[Your task] Note every line in the entries that contains the string "negative", and copy it.

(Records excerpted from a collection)
══════

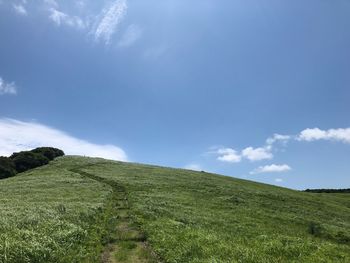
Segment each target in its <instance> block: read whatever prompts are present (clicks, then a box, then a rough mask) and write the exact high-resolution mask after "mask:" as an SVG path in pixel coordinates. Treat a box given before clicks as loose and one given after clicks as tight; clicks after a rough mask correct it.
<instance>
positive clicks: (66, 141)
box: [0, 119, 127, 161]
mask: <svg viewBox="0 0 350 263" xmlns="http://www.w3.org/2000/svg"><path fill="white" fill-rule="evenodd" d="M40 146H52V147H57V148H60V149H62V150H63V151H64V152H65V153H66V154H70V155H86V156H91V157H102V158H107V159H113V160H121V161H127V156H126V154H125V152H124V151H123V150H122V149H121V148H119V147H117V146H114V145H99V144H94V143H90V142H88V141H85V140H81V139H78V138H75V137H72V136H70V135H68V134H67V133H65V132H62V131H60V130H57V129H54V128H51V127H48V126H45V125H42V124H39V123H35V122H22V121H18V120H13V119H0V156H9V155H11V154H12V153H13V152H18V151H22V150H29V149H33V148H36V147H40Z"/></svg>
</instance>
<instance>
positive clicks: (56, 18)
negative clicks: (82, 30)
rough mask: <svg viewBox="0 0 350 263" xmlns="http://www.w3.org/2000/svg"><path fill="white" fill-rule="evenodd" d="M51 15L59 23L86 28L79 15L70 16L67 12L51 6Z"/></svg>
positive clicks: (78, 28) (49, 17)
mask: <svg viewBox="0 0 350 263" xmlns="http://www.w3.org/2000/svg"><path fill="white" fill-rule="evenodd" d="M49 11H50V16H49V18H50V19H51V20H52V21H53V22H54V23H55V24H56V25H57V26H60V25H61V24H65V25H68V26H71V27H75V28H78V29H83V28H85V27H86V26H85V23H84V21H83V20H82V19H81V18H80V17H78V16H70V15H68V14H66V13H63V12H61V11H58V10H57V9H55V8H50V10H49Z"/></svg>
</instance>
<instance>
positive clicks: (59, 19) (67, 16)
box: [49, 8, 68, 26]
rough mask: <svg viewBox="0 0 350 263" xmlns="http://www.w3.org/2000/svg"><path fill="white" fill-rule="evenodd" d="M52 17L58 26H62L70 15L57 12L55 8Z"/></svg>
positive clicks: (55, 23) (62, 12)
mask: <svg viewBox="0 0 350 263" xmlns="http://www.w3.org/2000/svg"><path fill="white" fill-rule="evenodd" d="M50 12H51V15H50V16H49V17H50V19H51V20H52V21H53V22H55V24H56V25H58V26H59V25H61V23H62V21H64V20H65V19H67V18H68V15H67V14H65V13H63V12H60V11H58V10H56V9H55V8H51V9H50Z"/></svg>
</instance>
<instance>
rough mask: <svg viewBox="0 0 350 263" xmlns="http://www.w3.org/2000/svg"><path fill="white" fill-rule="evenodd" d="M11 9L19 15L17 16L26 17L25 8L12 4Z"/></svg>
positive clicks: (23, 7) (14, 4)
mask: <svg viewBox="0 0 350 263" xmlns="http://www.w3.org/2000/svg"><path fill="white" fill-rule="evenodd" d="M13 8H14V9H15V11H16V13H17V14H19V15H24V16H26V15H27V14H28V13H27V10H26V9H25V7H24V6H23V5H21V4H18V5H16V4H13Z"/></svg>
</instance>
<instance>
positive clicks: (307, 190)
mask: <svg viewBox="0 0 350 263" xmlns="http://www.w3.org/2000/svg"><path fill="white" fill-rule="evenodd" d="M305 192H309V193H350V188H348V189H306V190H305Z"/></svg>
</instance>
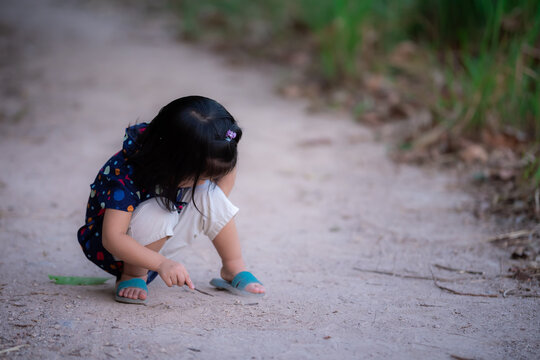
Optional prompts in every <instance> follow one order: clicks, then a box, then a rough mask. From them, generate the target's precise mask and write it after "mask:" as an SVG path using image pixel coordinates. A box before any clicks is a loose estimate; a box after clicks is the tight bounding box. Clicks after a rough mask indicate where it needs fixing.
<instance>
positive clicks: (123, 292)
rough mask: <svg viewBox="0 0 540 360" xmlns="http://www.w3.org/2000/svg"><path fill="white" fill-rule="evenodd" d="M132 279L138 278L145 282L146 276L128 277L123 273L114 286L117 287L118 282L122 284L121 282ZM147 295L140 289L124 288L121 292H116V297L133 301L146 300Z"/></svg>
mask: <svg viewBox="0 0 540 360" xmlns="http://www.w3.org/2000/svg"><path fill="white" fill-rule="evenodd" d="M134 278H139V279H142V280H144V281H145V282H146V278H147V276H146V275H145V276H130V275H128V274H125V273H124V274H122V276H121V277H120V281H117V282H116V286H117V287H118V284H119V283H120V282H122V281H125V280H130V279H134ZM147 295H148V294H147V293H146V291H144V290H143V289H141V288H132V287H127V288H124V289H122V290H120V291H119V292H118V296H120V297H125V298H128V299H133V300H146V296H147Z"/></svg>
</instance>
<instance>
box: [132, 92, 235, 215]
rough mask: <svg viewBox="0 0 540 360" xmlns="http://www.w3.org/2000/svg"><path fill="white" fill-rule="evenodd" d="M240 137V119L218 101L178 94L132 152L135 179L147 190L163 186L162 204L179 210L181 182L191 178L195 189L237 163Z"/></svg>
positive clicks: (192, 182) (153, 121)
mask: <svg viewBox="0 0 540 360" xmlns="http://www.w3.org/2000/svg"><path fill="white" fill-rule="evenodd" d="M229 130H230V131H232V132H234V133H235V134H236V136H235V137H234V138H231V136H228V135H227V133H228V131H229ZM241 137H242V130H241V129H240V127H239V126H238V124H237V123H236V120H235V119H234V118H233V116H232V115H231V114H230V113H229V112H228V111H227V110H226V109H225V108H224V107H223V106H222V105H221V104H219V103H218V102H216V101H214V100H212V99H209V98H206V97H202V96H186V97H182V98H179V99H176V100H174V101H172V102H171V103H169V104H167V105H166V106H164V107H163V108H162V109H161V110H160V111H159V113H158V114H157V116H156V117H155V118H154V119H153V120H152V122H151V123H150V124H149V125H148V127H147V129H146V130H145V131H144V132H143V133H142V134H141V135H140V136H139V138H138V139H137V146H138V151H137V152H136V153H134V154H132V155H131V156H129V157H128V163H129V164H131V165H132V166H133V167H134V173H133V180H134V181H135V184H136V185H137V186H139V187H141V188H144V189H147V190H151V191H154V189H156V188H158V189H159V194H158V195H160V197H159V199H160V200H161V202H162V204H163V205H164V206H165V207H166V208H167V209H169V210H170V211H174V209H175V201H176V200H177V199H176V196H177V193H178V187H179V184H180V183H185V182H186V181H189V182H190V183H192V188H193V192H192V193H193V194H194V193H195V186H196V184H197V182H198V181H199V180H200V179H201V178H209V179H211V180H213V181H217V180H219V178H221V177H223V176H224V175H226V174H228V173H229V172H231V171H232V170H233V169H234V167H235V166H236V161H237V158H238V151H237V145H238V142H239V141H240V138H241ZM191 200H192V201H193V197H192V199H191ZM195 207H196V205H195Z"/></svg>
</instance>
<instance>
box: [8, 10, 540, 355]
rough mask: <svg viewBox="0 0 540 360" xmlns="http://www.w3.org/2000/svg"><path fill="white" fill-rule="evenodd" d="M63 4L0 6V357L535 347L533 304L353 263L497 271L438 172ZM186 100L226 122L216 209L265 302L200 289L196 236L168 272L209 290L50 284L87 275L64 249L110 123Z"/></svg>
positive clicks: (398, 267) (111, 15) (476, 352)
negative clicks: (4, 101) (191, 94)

══════

[Result]
negative clicks: (82, 30)
negative clicks: (4, 101) (191, 94)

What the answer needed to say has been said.